Excerpt from the dataset:

----

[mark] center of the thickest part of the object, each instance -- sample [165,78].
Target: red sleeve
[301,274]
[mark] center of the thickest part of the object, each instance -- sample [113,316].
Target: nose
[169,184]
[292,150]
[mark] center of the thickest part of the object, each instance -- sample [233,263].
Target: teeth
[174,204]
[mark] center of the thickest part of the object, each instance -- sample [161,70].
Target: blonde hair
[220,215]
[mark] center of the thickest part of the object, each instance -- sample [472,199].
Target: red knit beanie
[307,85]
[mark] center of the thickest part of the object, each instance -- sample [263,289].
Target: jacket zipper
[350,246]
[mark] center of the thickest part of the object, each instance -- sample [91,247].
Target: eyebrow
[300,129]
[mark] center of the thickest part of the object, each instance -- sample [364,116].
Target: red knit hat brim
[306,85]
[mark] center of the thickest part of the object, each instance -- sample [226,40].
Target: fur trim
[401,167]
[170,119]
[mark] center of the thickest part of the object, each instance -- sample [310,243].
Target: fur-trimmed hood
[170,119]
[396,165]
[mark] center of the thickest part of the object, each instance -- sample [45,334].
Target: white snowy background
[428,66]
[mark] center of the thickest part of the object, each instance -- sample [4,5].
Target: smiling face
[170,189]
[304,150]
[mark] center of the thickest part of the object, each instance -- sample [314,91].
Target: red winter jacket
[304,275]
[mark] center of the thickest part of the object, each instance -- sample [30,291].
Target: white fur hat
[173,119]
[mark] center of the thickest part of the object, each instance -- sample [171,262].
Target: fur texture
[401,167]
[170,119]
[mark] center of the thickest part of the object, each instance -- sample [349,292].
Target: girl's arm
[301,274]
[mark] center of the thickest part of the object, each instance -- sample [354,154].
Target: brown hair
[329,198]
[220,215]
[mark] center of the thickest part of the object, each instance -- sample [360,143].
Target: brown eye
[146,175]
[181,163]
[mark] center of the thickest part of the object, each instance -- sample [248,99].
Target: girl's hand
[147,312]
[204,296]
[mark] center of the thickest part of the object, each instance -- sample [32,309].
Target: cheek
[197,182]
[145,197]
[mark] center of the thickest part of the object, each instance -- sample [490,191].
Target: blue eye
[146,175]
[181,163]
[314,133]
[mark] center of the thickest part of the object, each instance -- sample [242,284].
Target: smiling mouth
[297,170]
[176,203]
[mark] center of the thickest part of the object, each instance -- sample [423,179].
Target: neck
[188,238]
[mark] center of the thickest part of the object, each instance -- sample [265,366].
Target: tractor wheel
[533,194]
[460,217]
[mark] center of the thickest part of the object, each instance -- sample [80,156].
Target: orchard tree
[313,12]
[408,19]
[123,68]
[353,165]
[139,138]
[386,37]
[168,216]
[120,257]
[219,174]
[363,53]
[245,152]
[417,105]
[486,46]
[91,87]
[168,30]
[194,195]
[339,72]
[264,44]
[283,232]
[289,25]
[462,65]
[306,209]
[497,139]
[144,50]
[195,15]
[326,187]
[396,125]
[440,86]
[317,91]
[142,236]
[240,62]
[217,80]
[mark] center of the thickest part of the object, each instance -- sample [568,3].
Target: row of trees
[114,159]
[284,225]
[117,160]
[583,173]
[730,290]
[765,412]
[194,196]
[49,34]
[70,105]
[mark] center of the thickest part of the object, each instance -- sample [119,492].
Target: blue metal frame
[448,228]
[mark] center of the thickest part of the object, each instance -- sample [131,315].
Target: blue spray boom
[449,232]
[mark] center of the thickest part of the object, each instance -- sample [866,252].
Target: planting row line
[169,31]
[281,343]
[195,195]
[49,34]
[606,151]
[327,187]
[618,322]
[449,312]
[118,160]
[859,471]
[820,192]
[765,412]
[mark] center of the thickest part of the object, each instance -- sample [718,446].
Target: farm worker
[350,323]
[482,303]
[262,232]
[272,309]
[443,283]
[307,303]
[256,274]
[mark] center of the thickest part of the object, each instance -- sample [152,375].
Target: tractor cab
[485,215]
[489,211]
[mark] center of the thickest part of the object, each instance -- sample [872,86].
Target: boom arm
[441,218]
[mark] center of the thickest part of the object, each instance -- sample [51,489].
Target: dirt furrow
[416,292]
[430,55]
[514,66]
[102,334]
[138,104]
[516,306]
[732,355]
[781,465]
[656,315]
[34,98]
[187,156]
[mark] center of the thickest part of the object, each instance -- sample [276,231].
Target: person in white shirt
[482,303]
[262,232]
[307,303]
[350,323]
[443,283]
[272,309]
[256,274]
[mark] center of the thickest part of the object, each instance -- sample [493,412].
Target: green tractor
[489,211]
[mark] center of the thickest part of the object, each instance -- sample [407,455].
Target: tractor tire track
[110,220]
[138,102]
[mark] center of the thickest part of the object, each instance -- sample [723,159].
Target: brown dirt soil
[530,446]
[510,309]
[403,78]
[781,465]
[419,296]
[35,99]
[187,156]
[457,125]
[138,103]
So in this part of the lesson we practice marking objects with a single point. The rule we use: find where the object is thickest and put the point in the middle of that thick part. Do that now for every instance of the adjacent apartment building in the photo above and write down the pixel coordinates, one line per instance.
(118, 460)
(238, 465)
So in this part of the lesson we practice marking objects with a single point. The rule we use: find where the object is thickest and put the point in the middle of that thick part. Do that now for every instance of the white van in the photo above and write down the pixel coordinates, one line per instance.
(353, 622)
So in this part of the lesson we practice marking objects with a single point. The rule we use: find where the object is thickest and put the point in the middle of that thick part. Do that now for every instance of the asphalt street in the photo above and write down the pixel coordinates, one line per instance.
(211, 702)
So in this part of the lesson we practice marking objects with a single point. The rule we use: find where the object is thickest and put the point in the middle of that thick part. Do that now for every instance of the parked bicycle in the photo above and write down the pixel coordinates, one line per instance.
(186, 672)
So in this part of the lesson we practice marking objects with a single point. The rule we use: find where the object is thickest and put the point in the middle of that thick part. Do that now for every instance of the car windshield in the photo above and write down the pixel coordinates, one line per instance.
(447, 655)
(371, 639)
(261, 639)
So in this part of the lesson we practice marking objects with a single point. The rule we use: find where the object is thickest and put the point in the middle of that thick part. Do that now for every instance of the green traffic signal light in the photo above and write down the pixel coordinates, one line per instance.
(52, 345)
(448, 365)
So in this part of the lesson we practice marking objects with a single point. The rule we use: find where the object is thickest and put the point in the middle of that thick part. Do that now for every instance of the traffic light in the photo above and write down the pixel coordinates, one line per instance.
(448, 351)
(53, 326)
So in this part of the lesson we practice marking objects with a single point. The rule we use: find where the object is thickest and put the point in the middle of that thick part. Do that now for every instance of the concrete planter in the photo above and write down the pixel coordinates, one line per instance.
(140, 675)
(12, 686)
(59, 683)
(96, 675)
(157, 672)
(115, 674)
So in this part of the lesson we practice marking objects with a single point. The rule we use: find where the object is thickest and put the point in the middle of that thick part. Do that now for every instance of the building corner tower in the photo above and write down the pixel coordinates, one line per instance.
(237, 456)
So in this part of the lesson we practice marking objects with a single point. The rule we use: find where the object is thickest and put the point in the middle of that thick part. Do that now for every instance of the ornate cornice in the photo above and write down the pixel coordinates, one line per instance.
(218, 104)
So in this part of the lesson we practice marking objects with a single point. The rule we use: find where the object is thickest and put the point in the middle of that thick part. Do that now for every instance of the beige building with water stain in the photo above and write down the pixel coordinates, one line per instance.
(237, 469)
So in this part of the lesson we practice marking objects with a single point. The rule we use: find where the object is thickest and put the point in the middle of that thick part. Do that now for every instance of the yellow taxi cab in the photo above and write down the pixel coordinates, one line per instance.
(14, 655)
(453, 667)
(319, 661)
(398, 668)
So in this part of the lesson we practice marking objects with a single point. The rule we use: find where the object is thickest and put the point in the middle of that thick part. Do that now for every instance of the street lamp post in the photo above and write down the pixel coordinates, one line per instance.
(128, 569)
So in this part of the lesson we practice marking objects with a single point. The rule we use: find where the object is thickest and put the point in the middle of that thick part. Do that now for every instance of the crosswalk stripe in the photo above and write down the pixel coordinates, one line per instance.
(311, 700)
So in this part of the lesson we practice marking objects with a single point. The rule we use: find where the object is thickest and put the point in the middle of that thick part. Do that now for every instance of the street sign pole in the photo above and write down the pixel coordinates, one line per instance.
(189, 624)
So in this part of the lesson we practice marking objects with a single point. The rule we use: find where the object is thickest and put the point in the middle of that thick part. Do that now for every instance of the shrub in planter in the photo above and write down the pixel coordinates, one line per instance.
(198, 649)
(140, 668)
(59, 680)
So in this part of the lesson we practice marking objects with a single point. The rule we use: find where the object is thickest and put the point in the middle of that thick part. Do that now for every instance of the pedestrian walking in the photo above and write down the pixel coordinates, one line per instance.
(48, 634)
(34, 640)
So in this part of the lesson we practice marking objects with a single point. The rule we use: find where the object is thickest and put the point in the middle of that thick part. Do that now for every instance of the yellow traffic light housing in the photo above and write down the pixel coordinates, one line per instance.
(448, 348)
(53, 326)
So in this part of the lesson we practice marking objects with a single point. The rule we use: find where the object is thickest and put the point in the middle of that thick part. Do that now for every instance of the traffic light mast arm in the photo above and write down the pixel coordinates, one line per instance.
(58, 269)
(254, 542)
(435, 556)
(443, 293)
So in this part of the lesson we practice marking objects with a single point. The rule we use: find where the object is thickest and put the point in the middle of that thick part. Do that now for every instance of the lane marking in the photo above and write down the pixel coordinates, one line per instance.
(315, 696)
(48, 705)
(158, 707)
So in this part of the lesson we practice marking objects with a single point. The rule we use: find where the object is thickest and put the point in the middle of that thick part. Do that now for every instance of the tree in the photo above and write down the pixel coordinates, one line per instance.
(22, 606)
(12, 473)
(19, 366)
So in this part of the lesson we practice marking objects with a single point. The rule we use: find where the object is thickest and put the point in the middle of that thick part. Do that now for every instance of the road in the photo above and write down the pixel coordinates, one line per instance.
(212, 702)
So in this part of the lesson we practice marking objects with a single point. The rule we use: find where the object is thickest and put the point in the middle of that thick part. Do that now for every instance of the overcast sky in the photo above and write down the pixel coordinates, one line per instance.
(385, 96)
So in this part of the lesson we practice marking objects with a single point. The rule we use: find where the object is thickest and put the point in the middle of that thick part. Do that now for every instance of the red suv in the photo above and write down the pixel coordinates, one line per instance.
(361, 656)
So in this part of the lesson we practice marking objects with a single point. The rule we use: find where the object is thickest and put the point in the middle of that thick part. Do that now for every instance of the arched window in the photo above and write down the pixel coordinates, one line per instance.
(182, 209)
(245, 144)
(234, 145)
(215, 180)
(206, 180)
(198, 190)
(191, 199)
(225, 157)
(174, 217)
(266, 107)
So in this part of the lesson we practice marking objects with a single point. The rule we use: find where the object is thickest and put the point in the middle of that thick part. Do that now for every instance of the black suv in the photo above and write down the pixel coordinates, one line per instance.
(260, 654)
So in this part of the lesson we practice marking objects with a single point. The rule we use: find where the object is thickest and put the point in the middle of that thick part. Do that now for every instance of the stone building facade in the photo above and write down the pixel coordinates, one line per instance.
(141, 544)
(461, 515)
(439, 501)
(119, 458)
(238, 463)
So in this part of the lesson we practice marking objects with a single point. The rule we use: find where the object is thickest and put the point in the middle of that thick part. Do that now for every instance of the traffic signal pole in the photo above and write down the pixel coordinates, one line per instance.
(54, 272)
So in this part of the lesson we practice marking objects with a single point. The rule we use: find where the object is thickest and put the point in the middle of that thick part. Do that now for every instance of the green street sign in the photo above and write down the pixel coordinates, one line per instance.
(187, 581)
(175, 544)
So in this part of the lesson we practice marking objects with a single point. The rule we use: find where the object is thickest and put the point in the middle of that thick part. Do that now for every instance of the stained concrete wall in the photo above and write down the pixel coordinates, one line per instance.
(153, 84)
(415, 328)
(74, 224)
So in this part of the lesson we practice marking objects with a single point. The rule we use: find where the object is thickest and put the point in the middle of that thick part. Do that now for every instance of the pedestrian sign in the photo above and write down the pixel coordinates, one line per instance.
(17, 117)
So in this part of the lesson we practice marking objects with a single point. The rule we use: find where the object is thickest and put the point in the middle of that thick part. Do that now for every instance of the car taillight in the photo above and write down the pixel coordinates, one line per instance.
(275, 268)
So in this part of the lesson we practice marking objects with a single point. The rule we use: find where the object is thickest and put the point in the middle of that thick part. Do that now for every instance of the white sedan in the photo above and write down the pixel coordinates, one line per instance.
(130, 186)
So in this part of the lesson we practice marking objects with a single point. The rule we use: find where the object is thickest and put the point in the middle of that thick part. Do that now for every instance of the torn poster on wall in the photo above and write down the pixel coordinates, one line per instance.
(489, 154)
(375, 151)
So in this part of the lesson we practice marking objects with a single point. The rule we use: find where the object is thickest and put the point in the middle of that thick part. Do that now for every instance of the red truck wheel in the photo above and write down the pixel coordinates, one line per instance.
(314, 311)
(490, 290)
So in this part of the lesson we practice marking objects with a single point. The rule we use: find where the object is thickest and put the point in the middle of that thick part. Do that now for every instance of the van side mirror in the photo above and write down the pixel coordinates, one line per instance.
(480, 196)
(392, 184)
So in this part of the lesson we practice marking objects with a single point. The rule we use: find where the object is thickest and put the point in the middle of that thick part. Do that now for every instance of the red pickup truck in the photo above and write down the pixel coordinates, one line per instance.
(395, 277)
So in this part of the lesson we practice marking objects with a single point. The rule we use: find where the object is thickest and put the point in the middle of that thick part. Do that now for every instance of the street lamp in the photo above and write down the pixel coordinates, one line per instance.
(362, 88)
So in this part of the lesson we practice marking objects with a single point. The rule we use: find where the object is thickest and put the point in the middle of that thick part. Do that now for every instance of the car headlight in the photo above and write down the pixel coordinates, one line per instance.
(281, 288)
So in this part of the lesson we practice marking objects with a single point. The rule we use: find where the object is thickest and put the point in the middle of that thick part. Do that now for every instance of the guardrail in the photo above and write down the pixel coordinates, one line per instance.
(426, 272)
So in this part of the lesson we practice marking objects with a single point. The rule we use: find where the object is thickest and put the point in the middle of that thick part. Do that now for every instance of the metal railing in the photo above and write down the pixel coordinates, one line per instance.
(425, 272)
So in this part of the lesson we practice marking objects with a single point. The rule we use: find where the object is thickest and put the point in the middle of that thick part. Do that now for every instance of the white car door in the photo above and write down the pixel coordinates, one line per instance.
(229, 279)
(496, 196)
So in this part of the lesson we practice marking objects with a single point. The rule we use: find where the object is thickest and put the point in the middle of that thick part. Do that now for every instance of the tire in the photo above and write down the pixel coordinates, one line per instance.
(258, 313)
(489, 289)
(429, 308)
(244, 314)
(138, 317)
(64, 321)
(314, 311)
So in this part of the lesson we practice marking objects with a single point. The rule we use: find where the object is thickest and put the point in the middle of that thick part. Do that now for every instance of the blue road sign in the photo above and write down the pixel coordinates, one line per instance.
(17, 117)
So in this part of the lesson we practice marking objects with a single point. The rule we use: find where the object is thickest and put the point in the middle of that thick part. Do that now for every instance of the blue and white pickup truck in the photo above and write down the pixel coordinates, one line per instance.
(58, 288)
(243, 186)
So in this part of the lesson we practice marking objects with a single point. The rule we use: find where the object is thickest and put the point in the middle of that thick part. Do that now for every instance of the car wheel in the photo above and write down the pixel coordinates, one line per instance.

----

▶ [Aim]:
Report each line of the dataset excerpt above that contains the word "boom", copying every such line in full.

▶ [Written answer]:
Target: blue spray boom
Target: boom arm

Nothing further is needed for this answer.